## Testo scelto:
Le cose sembrano essere cambiate da quando Libero Grassi combatteva la sua battaglia solitaria contro il racket. Almeno a Bagheria. Inizialmente erano in tre, poi sono diventati trentasei: imprenditori vessati dal pizzo e dalle minacce, alcuni ridotti sul lastrico o in stato di semi-indigenza. Tutti di Bagheria, tutti sottomessi agli stessi boss mafiosi che battevano cassa, specialmente a Pasqua e a Natale, per mantenere le famiglie dei mafiosi detenuti.
Poi gli imprenditori bagheresi hanno deciso di parlare. Una vera e propria svolta, aria nuova e pulita dopo gli ultimi avvenimenti che hanno gettato un’ombra sui servizi preposti alla difesa della legalità, dall’inchiesta sulla gestione dei beni confiscati a quella per concorso in mafia che riguarda il leader di Confindustria Antonello Montante, fino ad arrivare alla condanna per estorsione nei confronti di Roberto Helg, ex presidente della Camera di Commercio di Palermo.
Uno dopo l’altro, gli imprenditori hanno varcato la soglia della Caserma dei Carabinieri e hanno raccontato dieci, vent’anni di vita trascorsa all’ombra della paura, nel comune alle porte di Palermo in cui l’allora latitante “Binnu” Provenzano, ha dichiarato il sindaco M5s di Bagheria, Patrizio Cinque: “Ha abitato per un periodo in una casa popolare di Bagheria senza che il Comune se ne accorgesse o, magari, volesse rendersene conto”.

## Voci:
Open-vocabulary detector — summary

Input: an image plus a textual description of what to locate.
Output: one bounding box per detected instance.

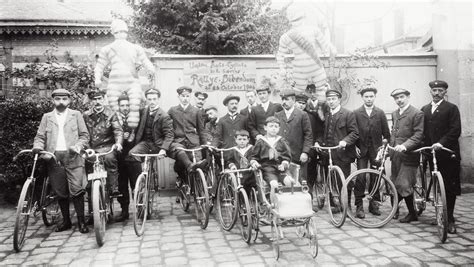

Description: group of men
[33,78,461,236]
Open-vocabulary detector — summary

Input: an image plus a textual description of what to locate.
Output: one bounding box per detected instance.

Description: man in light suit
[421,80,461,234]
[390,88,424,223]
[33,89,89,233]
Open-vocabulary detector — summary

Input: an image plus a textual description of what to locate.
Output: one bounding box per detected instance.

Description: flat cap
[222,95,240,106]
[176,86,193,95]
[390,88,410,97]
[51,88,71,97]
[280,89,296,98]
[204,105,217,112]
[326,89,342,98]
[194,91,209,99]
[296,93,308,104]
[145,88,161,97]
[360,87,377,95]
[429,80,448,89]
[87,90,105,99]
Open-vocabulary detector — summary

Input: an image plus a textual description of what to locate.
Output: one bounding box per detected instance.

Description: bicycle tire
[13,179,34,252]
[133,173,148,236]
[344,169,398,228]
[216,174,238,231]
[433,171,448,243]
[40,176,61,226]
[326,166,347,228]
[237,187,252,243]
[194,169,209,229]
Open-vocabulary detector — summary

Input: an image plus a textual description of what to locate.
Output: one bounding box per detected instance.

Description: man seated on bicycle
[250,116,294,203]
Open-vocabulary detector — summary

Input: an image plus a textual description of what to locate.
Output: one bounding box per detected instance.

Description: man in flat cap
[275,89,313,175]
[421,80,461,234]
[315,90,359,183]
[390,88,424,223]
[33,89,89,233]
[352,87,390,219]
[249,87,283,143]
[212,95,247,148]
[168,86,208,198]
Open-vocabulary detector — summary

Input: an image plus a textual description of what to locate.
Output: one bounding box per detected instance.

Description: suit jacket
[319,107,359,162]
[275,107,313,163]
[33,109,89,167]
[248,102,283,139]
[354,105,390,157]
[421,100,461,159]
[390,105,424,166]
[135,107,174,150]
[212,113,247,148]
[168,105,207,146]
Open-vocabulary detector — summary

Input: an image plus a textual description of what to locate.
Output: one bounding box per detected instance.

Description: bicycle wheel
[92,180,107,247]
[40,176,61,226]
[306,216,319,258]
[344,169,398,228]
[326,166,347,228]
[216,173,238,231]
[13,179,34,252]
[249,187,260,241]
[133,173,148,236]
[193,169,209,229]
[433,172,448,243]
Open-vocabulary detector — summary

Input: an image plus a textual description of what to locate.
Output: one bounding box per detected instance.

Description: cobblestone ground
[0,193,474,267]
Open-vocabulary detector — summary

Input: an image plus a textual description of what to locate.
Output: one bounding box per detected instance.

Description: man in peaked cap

## Cosa fare:
**A.** Duplica dal testo sul racket a Bagheria tutto ciò che va da "Poi gli imprenditori" giù fino a "Commercio di Palermo.".
**B.** Secondo il testo sul racket a Bagheria, quanti sono diventati alla fine gli imprenditori, inizialmente tre?

## Soluzioni per esercizio:
**A.**
Poi gli imprenditori bagheresi hanno deciso di parlare. Una vera e propria svolta, aria nuova e pulita dopo gli ultimi avvenimenti che hanno gettato un’ombra sui servizi preposti alla difesa della legalità, dall’inchiesta sulla gestione dei beni confiscati a quella per concorso in mafia che riguarda il leader di Confindustria Antonello Montante, fino ad arrivare alla condanna per estorsione nei confronti di Roberto Helg, ex presidente della Camera di Commercio di Palermo.

**B.** Sono diventati trentasei.